Extracted entries ▸
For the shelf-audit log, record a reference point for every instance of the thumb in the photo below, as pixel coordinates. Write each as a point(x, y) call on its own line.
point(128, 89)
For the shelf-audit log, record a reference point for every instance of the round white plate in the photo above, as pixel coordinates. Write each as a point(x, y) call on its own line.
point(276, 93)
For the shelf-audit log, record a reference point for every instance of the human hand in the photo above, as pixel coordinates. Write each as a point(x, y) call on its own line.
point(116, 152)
---
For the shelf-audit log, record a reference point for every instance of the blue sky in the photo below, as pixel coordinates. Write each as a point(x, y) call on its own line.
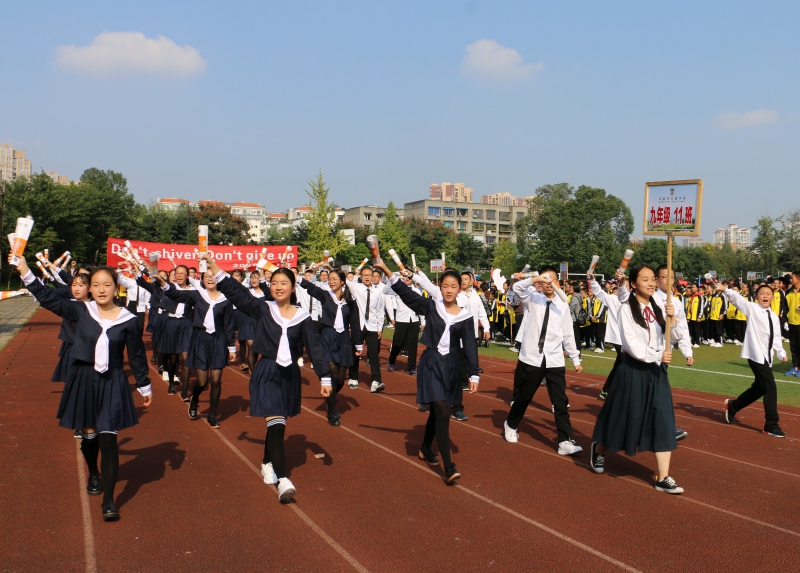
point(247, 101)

Task description ▸
Reproduce verbatim the part of the data that opens with the line containing "of the thumb" and closes with the line containing "point(128, 89)", including both of those lines.

Solved problem ▸
For the shelf-audit log, record a reference point for every instance of the thumb in the photo below, as pixel coordinates. Write each as a point(x, y) call on its own line.
point(128, 89)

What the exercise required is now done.